*WRITTEN PROBLEM:* Extract every line of the records below and reproduce each one verbatim, with no changes.

* begin ENTRIES SUPPLIED *

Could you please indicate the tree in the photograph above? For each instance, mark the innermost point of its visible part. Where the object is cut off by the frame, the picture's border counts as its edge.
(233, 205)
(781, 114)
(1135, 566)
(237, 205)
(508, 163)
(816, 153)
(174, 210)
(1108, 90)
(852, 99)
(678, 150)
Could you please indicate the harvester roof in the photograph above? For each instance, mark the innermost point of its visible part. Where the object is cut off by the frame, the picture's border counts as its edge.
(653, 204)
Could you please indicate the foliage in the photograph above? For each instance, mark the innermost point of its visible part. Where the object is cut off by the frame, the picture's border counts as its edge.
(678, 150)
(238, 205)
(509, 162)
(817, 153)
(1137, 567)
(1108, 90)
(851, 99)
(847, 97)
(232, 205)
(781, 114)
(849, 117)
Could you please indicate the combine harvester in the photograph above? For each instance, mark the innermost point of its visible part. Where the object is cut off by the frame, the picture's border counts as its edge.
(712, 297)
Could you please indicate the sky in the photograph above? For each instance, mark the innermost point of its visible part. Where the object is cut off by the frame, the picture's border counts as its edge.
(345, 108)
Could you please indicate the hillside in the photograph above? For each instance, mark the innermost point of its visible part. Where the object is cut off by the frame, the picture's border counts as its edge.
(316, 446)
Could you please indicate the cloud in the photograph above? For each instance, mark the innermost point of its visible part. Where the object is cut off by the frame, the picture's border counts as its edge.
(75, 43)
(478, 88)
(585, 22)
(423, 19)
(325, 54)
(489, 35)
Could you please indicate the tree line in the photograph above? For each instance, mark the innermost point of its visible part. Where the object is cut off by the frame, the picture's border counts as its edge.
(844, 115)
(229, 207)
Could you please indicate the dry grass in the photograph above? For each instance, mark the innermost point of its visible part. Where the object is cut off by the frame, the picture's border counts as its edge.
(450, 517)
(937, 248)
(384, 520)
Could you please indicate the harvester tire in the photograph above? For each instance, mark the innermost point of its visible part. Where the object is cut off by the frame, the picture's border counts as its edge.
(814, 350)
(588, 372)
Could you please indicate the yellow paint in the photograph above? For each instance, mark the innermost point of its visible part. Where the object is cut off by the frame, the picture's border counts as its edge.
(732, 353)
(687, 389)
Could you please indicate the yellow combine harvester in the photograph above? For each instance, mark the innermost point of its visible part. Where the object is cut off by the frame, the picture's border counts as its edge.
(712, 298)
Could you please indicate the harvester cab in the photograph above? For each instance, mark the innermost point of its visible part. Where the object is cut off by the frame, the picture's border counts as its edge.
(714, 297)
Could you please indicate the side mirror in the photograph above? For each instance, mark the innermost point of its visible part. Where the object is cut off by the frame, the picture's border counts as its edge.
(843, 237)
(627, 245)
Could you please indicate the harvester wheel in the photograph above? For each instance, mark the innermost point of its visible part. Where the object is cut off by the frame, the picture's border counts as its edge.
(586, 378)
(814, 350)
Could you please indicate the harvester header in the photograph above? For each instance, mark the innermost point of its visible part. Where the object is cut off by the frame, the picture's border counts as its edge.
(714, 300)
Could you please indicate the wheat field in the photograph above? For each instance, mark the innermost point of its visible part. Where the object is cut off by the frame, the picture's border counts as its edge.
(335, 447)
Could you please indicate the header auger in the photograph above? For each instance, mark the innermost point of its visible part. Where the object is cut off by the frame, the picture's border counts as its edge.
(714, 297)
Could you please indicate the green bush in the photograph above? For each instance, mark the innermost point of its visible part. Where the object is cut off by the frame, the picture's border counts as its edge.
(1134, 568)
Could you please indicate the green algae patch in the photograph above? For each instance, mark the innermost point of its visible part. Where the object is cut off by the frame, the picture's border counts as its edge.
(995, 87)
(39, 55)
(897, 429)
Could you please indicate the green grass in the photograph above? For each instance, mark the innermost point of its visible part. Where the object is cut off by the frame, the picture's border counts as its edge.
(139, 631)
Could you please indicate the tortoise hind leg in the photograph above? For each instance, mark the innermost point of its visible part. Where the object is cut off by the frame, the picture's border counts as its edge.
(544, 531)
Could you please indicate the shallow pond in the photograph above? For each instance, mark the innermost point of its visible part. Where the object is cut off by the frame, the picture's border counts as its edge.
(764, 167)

* end ENTRIES SUPPLIED *

*FULL SOLUTION:*
Could you please indicate the tree in the photograph above? For each instance, mark the innermost point of its visible part. Where the object is cut off by the frame, the picture's border counts as its edge.
(233, 205)
(781, 114)
(1135, 566)
(237, 205)
(508, 163)
(816, 153)
(174, 210)
(1108, 90)
(852, 99)
(678, 150)
Could you please indicate the harvester roof in the photograph above? For each instance, mark the innermost point of its visible part. Where the object is cut off by the frame, the picture's border counts as its edge.
(653, 204)
Could you please indicate the foliage in the photograph above? For each instance, mark the innermost point of its visible part. Where the object is cut off by the frame, the picture's border counts as its edge.
(678, 150)
(238, 205)
(509, 162)
(817, 153)
(1137, 567)
(1108, 90)
(851, 99)
(847, 97)
(232, 205)
(781, 114)
(849, 117)
Could you please indicate the combine harvester in the photograph above? For each instance, mark the innermost point of its visible part. Where the object is cut off by the frame, the picture's border counts as its edge.
(712, 297)
Could you please indicate the sky in the photograph above? For each instance, mark the innermost point of its visible part. Where the object is cut off by the frame, the picture's border counts as its edge.
(345, 108)
Could you please indicate the hillside in the photograph above? For each instance, mark the innermost point of its visible part. Where the object is cut off by the frame, the picture's border counts as its edge.
(316, 446)
Could you please indicate the cloud in the photograph above? For each instance, mark the innermost point of its visible part. Where the object is cut off by the frame, the picture's border counts as its edge.
(75, 43)
(478, 88)
(585, 22)
(423, 19)
(325, 54)
(489, 35)
Could you please indicate the tree line in the photograph above? For each instance, mark the innermost point of its visible part. Where the object is cut off by the frame, the picture's border counts as its edge.
(844, 115)
(229, 207)
Could you please indicate the dry grass in the photograph above? For each instance, mark the innermost point of its visible part. Where the object is cut off by the frame, the picture's border counts as its edge.
(450, 517)
(937, 248)
(384, 520)
Could you please indicate the harvester tire in the photograph above? For each instance, mark the innermost point of its visible part. Where the object is cut off by the frame, the picture's border counts as its edge.
(814, 350)
(588, 372)
Could you please indicate the yellow paint in the photograph above? For each instance, mark the innermost point of its visible part. Where the object is cut off by the frame, the picture's border counts as its edge.
(732, 353)
(687, 389)
Could you please indicate the yellow combine harvester in the photograph above? For each instance, mark the innermost point of its visible part. Where the object is cut off by the frame, the picture's border counts as its edge.
(712, 298)
Could you please indicate the harvester cab in the photograph above? For each instance, mark the innermost point of its visible part. Where the object is cut off by the frame, the picture's border counts as its edge.
(714, 297)
Could you please indicate the side mirror in the photograph above? For each instance, mark the innermost point of its visible part. Where the object is cut off by the frame, the picture's border counts as its edge.
(843, 237)
(627, 245)
Could you please indicate the harvester wheel in the photograph above? For each instance, mark the innermost point of its visible part. Where the object is cut off by the frame, the picture's border counts as its edge.
(586, 378)
(814, 350)
Could you please indicate the harvester header in the photograph above? For each instance, mark the innermost point of its visible part. Where the object is cut off by the frame, the picture's border counts as its edge.
(714, 300)
Could you please indicate the wheat field in the photograph above? For each instance, mark the innermost point of its visible part. Where the object is cut off by the frame, the picture's border counts as its edge.
(335, 447)
Could you please indicate the header auger in the photograph above? For each instance, mark the innermost point of its visible part. Where the object is cut off by the frame, the picture's border counts as its edge.
(714, 297)
Could you please indicate the green bush in the photograph above? For each instance, mark the innermost point of its visible part. Where the object is cut off by the frame, the picture's border counts as its edge.
(1134, 568)
Could you please indicate the green algae patch in the photograph above? For each instance, mark the innermost point of its visible part. Where the object is cut off by the frame, the picture's border counts as its edge.
(995, 87)
(39, 55)
(897, 429)
Could you please indicate the green grass in the photograph above? For each instance, mark the innermost point of its visible part. Where the object is cut off by the frame, the picture's border counts as its edge.
(139, 631)
Could you please indicate the tortoise hind leg in the photograph above? For each instance, mark the innermost point of its visible part. Where the object is cut off by the frame, the picture's border counts as its edge.
(544, 531)
Could you please indicate the shallow pond in the photograph above? For each instance, mark the innermost point of its visible part. Where the object is cut off by the frame, the picture's border counts as its edge.
(764, 167)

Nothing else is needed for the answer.